TEXTE DE L'EXERCICE:

Baisse du FDI en 2021 alors que la croissance mondiale est de 75% Kevin Teeroovengadum : « Quel est le rôle de l’EDB qui bouffe un budget conséquent ? »

« Quel est le rôle de l’EDB qui bouffe un budget conséquent ? »

Plus de Rs 70, 2 milliards. C’est ce que le pays a enregistré en termes d’investissements pour l’année 2021, selon le Premier ministre qui avait révélé ce chiffre lors de son message de Nouvel An le 1er janvier dernier. De ce montant toutefois, l’investissement direct étranger ne s’élève qu’à environ Rs 8, 4 milliards d’après les derniers chiffres publiés, lundi, par la Banque de Maurice pour la période de janvier à septembre 2021. Un taux qui est nettement inférieur, selon l’économiste Kevin Teeroovengadum, à ce que le pays avait enregistré pour la même période en 2020.

Éléments tirés d'une source de données:
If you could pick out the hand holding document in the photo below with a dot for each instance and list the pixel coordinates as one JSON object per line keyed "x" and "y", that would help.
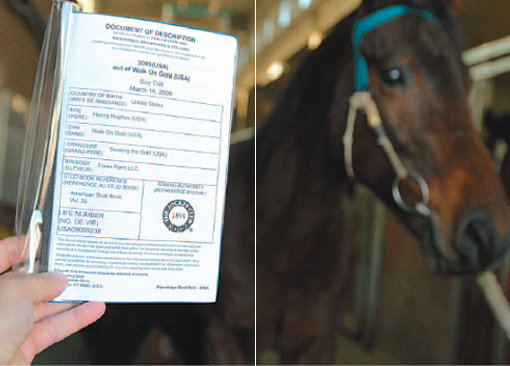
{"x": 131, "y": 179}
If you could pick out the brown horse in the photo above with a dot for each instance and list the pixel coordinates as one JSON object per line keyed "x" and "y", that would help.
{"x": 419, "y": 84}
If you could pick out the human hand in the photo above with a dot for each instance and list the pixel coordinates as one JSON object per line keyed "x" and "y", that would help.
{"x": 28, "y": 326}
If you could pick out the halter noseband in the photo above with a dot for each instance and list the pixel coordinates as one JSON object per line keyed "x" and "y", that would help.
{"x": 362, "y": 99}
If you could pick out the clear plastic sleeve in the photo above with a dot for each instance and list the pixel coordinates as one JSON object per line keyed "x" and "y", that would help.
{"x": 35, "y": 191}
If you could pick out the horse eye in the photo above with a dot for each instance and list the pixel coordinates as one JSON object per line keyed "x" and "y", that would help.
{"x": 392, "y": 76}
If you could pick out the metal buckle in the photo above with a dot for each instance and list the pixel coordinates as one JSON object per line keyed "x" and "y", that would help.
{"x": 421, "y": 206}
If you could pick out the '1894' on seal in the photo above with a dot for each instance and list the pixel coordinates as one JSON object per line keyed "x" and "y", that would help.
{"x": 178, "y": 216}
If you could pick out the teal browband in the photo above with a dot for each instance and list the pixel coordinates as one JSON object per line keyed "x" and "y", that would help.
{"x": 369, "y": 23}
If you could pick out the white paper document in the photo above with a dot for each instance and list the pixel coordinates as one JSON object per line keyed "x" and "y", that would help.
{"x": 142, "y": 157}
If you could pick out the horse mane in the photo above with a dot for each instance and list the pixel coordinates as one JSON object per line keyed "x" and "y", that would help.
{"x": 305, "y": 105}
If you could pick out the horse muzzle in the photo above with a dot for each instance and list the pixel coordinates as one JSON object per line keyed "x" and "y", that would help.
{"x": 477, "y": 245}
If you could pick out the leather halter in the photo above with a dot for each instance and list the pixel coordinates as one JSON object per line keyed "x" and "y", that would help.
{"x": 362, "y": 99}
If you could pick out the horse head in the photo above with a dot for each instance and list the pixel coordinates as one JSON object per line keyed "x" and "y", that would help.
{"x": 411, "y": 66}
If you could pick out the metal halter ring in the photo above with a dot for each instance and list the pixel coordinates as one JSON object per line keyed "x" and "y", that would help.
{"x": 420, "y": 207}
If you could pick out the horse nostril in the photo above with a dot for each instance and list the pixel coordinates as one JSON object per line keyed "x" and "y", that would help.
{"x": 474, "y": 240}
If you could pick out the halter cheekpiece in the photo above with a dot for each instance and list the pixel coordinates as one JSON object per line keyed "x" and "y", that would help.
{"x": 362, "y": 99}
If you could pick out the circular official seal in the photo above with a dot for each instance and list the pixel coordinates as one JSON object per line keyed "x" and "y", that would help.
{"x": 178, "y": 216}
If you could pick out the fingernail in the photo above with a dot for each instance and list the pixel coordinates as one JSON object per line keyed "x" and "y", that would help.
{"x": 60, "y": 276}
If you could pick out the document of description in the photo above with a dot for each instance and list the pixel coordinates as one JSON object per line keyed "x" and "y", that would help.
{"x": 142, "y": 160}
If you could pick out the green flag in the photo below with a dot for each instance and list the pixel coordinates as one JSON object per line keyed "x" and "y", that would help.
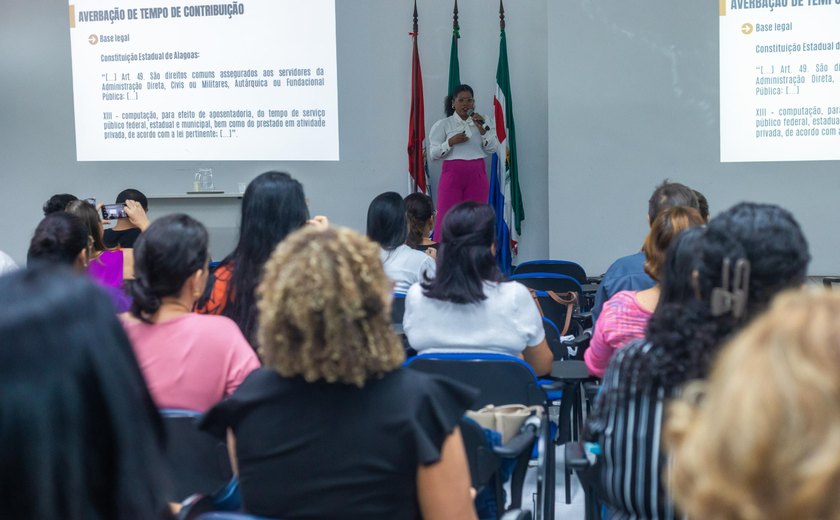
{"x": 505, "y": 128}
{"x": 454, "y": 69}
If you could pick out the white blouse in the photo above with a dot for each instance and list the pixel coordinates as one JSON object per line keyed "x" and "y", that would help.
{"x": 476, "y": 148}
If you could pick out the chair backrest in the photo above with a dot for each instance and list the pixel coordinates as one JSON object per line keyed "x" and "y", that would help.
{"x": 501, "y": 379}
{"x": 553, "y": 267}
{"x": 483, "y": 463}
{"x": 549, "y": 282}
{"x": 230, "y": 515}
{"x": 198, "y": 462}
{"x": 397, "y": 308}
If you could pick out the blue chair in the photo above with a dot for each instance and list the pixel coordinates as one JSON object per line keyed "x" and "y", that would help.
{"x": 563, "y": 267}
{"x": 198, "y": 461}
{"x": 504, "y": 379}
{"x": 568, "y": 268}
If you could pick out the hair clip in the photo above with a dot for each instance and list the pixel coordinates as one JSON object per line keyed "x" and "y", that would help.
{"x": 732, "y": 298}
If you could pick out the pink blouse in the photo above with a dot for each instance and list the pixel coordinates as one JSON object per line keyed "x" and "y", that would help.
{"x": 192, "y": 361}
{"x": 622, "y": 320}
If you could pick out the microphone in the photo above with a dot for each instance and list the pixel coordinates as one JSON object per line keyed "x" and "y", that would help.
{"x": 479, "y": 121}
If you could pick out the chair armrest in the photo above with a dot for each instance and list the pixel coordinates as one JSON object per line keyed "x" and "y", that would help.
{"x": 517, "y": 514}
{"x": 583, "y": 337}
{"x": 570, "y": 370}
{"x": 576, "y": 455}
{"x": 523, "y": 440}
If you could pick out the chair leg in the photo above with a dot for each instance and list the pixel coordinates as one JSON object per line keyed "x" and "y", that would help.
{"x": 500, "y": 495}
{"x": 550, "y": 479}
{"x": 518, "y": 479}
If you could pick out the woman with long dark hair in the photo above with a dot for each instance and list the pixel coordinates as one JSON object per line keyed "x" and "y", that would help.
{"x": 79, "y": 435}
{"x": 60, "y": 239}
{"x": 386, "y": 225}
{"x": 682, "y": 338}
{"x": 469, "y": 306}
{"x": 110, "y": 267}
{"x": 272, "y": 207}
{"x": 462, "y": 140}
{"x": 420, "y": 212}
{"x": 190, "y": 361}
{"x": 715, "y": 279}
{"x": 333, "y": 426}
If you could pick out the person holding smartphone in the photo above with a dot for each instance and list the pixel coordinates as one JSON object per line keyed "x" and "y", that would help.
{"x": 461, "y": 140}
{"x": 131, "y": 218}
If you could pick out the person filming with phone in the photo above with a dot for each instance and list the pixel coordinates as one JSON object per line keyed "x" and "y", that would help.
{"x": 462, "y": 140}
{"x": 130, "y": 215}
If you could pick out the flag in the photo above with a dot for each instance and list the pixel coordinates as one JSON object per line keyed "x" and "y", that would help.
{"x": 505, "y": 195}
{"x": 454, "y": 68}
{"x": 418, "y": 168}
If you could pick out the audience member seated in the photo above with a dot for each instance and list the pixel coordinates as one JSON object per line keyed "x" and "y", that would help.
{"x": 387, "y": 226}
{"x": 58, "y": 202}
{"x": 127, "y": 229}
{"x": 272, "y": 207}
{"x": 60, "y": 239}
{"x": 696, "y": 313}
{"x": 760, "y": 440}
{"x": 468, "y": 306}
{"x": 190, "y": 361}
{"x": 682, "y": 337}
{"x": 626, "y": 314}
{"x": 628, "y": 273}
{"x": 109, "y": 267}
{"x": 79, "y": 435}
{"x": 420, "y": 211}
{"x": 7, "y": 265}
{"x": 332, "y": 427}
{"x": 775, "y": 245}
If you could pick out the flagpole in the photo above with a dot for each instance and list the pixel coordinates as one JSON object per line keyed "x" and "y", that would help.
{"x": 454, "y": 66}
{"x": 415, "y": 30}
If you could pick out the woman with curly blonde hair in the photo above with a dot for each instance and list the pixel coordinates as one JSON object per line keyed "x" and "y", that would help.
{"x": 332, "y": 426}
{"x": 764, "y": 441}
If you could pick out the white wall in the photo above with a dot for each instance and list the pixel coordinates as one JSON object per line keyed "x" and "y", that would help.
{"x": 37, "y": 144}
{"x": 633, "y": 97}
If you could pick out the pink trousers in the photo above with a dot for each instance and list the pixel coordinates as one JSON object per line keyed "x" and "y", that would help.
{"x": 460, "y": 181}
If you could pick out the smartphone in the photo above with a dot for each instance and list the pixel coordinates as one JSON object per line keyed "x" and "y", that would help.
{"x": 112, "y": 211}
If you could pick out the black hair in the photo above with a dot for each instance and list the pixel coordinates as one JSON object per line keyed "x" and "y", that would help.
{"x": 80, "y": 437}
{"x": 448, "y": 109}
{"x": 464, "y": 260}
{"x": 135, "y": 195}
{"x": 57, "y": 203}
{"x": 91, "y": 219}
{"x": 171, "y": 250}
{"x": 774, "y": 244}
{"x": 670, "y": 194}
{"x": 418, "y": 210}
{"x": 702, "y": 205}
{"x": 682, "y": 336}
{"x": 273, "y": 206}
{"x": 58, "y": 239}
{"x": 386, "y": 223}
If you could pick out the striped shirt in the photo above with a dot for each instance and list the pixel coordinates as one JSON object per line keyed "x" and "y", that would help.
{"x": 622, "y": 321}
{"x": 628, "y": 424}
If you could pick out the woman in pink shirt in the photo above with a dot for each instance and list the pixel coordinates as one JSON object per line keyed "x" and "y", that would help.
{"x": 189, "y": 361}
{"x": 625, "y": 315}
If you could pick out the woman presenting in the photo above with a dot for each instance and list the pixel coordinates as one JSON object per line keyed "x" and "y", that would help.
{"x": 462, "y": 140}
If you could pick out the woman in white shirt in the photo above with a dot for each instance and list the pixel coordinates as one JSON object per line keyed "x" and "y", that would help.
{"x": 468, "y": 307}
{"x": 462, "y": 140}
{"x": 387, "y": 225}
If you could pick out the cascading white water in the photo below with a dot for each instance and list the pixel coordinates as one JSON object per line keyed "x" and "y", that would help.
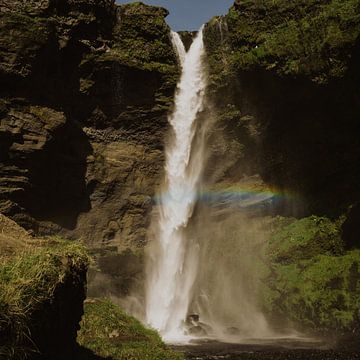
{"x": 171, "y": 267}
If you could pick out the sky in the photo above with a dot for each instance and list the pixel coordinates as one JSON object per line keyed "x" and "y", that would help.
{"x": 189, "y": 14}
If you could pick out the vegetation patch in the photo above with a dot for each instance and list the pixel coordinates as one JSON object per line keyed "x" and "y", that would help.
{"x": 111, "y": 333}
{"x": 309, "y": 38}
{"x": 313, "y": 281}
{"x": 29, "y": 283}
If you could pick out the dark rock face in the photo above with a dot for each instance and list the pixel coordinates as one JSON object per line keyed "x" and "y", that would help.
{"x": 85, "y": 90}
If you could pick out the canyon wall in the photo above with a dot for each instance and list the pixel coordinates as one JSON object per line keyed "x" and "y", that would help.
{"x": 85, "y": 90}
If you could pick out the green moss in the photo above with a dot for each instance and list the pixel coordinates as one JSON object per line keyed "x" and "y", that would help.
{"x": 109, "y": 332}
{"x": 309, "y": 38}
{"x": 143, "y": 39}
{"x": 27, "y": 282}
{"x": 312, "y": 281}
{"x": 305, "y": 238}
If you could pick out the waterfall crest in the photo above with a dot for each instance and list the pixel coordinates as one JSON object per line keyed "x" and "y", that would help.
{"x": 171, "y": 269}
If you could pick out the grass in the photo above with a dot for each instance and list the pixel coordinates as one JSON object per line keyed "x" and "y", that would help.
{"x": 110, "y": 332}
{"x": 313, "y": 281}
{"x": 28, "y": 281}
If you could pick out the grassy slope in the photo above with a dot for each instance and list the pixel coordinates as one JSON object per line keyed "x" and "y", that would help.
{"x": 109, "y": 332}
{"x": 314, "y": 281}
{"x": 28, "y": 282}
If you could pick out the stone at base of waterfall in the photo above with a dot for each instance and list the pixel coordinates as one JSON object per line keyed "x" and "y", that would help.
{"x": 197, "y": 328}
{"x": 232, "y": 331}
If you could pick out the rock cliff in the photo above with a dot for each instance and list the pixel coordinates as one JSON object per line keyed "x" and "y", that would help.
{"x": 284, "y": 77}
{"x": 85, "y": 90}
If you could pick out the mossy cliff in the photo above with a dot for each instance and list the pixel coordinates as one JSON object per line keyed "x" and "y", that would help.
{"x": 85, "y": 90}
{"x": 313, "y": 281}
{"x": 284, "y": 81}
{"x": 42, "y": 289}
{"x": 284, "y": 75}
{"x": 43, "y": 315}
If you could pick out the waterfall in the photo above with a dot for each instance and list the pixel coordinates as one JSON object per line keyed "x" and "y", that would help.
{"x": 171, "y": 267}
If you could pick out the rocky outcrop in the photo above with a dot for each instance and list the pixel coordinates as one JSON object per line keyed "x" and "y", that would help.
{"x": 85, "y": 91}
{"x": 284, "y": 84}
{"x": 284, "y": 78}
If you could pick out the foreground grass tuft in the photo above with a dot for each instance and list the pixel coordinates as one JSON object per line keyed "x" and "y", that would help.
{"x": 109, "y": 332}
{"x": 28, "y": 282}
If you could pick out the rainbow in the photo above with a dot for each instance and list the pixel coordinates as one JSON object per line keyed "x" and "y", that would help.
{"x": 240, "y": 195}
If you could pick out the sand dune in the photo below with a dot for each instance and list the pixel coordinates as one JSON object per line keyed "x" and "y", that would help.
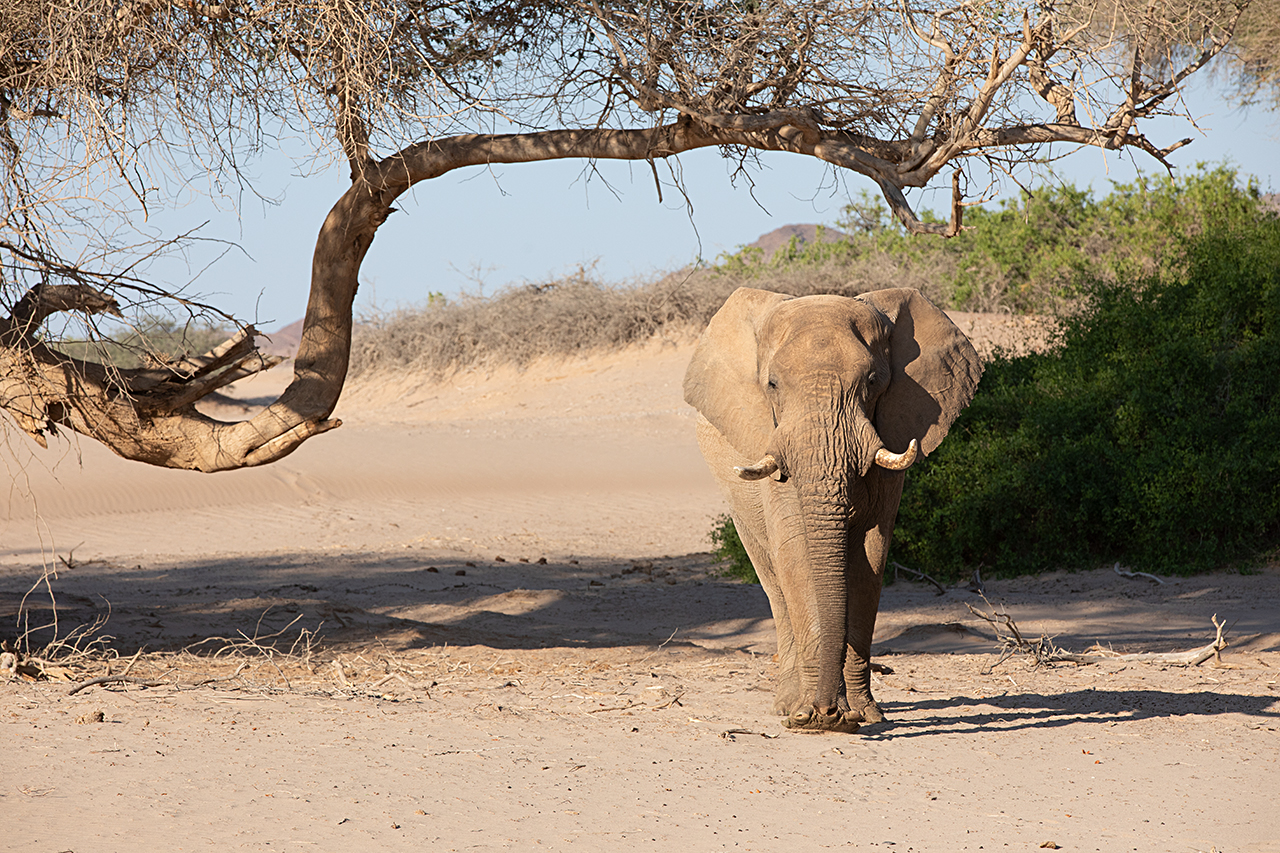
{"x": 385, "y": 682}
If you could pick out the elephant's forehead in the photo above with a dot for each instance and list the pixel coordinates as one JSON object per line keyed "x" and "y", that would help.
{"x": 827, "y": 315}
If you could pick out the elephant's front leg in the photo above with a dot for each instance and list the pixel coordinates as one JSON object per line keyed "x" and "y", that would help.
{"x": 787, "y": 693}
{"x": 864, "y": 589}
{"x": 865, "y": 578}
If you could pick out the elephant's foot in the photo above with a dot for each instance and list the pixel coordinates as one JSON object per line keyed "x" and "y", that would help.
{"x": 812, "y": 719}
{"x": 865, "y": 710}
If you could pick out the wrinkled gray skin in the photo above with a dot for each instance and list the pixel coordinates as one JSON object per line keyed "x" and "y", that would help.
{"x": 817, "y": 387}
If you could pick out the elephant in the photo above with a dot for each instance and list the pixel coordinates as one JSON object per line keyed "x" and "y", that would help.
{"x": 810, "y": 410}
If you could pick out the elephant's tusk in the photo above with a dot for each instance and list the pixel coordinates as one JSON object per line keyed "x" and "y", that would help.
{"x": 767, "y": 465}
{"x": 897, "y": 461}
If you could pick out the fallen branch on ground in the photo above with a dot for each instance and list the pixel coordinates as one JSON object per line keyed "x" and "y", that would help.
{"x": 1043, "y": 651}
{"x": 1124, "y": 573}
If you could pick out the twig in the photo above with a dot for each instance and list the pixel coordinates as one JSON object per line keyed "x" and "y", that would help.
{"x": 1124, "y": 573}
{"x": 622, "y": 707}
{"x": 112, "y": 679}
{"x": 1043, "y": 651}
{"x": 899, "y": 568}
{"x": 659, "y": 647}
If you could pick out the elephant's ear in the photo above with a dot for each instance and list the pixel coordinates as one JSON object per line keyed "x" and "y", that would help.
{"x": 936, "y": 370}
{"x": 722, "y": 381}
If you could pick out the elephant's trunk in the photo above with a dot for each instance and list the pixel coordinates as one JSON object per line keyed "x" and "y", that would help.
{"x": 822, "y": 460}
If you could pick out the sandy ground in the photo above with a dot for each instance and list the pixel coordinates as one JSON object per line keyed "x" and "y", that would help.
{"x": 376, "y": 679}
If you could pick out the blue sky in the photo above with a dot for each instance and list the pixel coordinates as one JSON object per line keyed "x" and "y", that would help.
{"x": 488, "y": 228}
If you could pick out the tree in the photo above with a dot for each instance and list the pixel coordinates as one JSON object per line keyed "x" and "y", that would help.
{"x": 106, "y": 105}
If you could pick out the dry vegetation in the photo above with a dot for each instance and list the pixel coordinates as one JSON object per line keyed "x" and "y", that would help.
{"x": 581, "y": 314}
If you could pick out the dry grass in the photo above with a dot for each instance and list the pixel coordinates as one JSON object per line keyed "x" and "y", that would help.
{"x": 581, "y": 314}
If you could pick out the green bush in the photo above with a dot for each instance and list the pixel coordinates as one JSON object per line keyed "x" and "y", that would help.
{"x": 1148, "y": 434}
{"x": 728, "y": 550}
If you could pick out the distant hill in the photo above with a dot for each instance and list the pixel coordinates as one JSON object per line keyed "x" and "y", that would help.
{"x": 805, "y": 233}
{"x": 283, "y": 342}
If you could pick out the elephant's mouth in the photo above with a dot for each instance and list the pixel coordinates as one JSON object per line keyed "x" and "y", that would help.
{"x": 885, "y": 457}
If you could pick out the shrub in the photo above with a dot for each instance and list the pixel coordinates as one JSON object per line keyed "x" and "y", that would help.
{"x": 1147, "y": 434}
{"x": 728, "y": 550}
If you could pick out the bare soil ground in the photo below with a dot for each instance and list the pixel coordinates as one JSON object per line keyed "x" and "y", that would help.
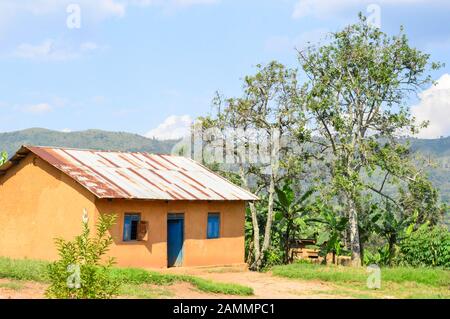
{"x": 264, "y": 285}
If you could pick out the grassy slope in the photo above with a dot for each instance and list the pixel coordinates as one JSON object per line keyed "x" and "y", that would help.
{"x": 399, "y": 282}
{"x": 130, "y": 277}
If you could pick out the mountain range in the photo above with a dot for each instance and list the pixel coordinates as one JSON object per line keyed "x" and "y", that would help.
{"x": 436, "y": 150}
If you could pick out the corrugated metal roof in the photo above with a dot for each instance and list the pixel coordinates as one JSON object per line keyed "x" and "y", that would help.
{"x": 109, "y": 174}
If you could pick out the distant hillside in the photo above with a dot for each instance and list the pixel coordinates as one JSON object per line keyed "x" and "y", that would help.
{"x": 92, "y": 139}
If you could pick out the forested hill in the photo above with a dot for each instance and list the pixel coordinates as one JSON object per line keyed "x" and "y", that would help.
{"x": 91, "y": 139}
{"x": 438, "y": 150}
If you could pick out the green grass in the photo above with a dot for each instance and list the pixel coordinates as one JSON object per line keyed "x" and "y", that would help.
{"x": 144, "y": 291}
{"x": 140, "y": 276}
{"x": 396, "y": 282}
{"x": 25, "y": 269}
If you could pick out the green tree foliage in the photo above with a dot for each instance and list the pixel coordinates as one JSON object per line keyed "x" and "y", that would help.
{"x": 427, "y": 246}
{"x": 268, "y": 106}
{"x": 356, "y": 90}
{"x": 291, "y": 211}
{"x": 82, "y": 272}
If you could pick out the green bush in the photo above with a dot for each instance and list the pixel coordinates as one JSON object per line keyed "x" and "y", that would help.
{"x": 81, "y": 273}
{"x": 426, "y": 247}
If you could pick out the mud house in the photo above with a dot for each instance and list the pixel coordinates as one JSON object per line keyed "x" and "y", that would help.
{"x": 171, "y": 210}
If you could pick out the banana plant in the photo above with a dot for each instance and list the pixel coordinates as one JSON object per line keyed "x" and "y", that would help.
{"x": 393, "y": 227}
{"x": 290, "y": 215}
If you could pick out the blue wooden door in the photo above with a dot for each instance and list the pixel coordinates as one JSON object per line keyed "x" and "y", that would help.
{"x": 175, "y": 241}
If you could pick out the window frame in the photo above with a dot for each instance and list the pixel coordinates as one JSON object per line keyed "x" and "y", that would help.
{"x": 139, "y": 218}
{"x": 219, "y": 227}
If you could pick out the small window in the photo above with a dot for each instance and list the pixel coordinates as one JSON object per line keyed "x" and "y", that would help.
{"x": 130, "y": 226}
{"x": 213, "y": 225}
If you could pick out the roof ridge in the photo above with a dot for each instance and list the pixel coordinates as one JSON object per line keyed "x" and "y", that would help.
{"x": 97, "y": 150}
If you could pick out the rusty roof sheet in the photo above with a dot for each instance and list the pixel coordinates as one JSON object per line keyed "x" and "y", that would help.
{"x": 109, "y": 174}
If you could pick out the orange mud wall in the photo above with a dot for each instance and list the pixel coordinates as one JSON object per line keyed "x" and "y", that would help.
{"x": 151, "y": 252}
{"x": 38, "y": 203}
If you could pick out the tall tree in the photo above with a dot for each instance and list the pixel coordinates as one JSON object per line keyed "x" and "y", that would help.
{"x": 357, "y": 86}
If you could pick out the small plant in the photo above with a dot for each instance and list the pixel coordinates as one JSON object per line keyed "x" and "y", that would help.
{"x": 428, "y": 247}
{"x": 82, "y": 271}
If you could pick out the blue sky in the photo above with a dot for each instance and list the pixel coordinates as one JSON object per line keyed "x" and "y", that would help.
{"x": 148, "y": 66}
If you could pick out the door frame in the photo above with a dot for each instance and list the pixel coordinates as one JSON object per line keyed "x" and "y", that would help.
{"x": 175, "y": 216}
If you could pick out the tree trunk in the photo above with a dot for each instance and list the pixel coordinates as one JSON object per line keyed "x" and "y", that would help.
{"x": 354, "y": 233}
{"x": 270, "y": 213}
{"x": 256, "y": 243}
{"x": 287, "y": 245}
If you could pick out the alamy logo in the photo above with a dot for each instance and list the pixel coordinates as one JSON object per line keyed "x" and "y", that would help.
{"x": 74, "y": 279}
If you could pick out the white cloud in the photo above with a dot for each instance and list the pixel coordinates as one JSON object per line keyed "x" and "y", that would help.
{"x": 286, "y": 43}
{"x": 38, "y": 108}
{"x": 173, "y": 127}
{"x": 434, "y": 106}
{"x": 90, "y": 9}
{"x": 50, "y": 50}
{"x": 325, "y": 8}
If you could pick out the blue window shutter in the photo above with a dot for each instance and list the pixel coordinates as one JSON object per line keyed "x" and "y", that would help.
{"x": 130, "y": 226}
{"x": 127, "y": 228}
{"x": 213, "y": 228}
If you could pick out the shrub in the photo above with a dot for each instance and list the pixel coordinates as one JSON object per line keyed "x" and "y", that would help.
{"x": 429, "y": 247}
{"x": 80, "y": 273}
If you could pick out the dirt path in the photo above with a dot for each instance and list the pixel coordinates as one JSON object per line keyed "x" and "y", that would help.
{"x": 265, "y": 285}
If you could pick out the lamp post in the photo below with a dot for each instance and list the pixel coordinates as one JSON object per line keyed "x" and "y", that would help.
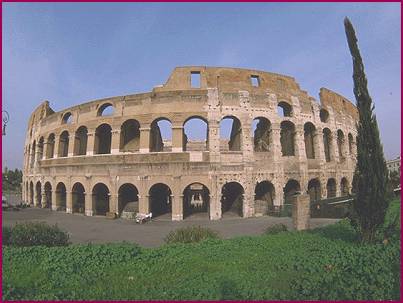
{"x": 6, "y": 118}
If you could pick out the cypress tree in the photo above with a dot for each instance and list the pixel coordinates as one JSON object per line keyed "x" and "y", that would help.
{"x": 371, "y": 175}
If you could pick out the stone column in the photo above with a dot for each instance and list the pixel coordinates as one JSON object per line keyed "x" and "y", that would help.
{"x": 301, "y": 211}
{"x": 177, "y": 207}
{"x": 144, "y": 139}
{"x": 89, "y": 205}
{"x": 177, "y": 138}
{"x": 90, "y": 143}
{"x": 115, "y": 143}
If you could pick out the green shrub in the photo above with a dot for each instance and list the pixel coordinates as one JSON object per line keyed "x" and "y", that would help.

CONSIGNE: Recopiez le passage de l'article sur les investissements qui commence aux mots « Plus de Rs 70, 2 » et s'arrête après « période en 2020. ». Ce matériel ne sert à rien ici.

VOTRE RÉPONSE:
Plus de Rs 70, 2 milliards. C’est ce que le pays a enregistré en termes d’investissements pour l’année 2021, selon le Premier ministre qui avait révélé ce chiffre lors de son message de Nouvel An le 1er janvier dernier. De ce montant toutefois, l’investissement direct étranger ne s’élève qu’à environ Rs 8, 4 milliards d’après les derniers chiffres publiés, lundi, par la Banque de Maurice pour la période de janvier à septembre 2021. Un taux qui est nettement inférieur, selon l’économiste Kevin Teeroovengadum, à ce que le pays avait enregistré pour la même période en 2020.